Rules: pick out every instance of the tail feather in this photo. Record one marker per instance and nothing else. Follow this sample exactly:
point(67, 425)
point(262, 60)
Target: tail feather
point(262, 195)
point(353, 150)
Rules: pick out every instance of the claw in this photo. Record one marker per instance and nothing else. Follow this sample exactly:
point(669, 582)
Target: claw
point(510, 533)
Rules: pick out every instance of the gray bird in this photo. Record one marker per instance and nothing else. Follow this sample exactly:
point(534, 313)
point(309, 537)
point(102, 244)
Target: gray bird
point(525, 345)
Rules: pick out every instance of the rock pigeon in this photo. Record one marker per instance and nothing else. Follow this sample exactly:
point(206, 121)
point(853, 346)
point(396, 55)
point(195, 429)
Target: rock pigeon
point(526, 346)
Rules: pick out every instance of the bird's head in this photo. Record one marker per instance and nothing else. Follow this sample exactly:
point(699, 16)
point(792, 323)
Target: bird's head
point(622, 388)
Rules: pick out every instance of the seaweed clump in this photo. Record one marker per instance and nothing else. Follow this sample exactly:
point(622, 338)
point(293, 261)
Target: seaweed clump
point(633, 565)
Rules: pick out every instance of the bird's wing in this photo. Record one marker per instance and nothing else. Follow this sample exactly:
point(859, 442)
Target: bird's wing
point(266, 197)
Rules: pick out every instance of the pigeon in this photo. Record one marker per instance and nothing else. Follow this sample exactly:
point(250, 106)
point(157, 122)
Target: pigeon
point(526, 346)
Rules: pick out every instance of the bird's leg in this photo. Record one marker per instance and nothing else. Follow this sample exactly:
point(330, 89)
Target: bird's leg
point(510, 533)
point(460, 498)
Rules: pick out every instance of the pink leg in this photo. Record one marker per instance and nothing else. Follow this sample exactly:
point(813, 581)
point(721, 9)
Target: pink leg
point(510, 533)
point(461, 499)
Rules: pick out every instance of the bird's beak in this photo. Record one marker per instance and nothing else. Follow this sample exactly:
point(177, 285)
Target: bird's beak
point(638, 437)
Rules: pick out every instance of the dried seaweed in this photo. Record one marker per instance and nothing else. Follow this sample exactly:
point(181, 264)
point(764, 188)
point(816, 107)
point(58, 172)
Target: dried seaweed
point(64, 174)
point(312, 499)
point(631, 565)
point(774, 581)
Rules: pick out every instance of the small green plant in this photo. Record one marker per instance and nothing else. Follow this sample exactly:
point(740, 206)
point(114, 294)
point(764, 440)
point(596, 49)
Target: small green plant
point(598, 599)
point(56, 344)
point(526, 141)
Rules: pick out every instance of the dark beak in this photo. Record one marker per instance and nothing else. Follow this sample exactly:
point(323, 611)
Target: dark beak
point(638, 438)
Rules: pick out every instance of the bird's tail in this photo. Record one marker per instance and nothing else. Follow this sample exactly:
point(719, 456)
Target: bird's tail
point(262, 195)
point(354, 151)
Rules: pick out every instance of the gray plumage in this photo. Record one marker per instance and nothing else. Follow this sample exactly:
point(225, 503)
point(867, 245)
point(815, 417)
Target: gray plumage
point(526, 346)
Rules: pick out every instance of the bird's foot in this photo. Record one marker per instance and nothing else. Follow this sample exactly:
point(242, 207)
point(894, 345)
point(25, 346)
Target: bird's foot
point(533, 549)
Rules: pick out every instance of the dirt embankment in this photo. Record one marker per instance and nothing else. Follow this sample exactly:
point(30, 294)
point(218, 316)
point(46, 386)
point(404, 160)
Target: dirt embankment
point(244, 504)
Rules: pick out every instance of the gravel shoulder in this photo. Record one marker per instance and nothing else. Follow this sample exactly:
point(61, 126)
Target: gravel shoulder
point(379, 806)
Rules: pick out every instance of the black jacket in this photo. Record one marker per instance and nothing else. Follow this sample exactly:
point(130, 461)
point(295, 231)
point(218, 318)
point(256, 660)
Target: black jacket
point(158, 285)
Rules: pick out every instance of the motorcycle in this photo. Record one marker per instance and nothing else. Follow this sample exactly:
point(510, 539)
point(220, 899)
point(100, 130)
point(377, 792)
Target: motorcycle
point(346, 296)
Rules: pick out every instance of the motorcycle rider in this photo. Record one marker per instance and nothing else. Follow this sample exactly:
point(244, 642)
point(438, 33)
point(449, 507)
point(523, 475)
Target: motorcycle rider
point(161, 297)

Task: Copy out the full listing above, line by line, keeping every character unchanged.

Reply:
Rules: pick out every instance of the tail feather in this photo. Record one marker per instance and nothing else. Follow this sample exactly:
point(67, 425)
point(262, 60)
Target: tail feather
point(262, 195)
point(353, 150)
Rules: pick out every instance of the claw in this photo. Record one marker per instance and nothing else. Follow this sample exactly:
point(669, 582)
Target: claw
point(510, 533)
Rules: pick out every instance of the gray bird in this photo. Record one marker per instance and nothing else. Follow this sample exactly:
point(534, 313)
point(309, 537)
point(102, 244)
Target: gray bird
point(525, 345)
Rules: pick out every instance of the rock pigeon in this photo. Record one marker per instance and nothing else. Follow this sample exactly:
point(206, 121)
point(853, 346)
point(396, 55)
point(195, 429)
Target: rock pigeon
point(526, 346)
Rules: pick out every instance of the bird's head in this photo. Record one marker per instance and nothing else. Follow this sample exactly:
point(699, 16)
point(792, 323)
Target: bird's head
point(622, 388)
Rules: pick out every instance of the seaweed clump in this photo. Record one marker per instance and nothing else. Follow this sample exactly:
point(622, 338)
point(293, 261)
Target: seaweed clump
point(633, 565)
Rules: pick out every instance of the bird's wing in this photo. Record one marker per instance and nothing else. Follow this sample exactly:
point(859, 442)
Target: bird's wing
point(266, 197)
Rules: pick out every instance of the pigeon in this photo. Record one marker per instance and nothing else. Follow this sample exactly:
point(250, 106)
point(157, 122)
Target: pigeon
point(526, 346)
Rules: pick out every instance of the bird's leg in this photo. Record one marker per instance and nothing else. Follow this sample exactly:
point(330, 89)
Target: bird's leg
point(510, 533)
point(460, 498)
Rules: pick out every instance of the pink leg in this photo. Record one marker per instance and nothing else. Follow this sample exactly:
point(813, 581)
point(721, 9)
Target: pink leg
point(510, 533)
point(461, 499)
Rules: pick out every instance of the bird's beak in this photo. Record one marker per instance and nothing else. Follow this sample exactly:
point(177, 285)
Target: bird's beak
point(638, 437)
Rules: pick out every instance of the dried seaweed in this photo. Record one marker per instance and nothing else. Follow this sample exactly:
point(181, 264)
point(764, 188)
point(816, 107)
point(58, 172)
Target: dried seaweed
point(64, 174)
point(312, 499)
point(631, 565)
point(774, 581)
Rules: pick out every instance of the small green plant in this photo. Record one marker per instance and nothing else. Follow this sample exactly:
point(740, 206)
point(114, 294)
point(764, 440)
point(596, 49)
Target: small green plant
point(598, 599)
point(56, 344)
point(526, 141)
Rules: pick out every instance of the dark beak in this photo. Record one marker per instance and nothing else. Follow this sample exactly:
point(323, 611)
Target: dark beak
point(638, 438)
Rules: pick out every instance of the bird's tail in this photo. Record one marker per instance and nothing else. Follow this sample exactly:
point(719, 456)
Target: bird's tail
point(262, 195)
point(354, 151)
Rules: pick out every instance of the gray plumage in this photo. Record one marker per instance and nothing else. Follow this sample exactly:
point(225, 503)
point(867, 245)
point(815, 417)
Target: gray plumage
point(526, 346)
Rules: pick out every instance of the bird's foot in this photo. Record one marker per instance and nothing else. Follow this sample exactly:
point(242, 207)
point(894, 345)
point(25, 346)
Target: bird's foot
point(533, 549)
Rules: pick out every instance of the dirt embankment in this photo. Record one marker per instance and nothing else. Follow this sample exactly:
point(30, 294)
point(218, 316)
point(46, 386)
point(404, 160)
Target: dirt embankment
point(244, 504)
Rules: pick out every instance of the gravel shoulder in this photo. Record one marker per instance and nothing else. Follow this sample exactly:
point(61, 126)
Target: gravel shoulder
point(379, 806)
Rules: pick out every instance of the black jacket in this photo. Record one marker per instance and nothing else. Follow this sample exactly:
point(130, 461)
point(295, 231)
point(218, 318)
point(256, 660)
Target: black jacket
point(158, 285)
Rules: pick out every instance of the motorcycle in this photo. Record one marker per instance and nothing else. Follow this sample exactly:
point(510, 539)
point(220, 899)
point(100, 130)
point(377, 792)
Target: motorcycle
point(346, 296)
Rules: pick out every instance of the motorcycle rider in this photo. Record one marker per instance and nothing else. Follow this sample exactly:
point(244, 642)
point(438, 33)
point(449, 507)
point(523, 475)
Target: motorcycle rider
point(161, 297)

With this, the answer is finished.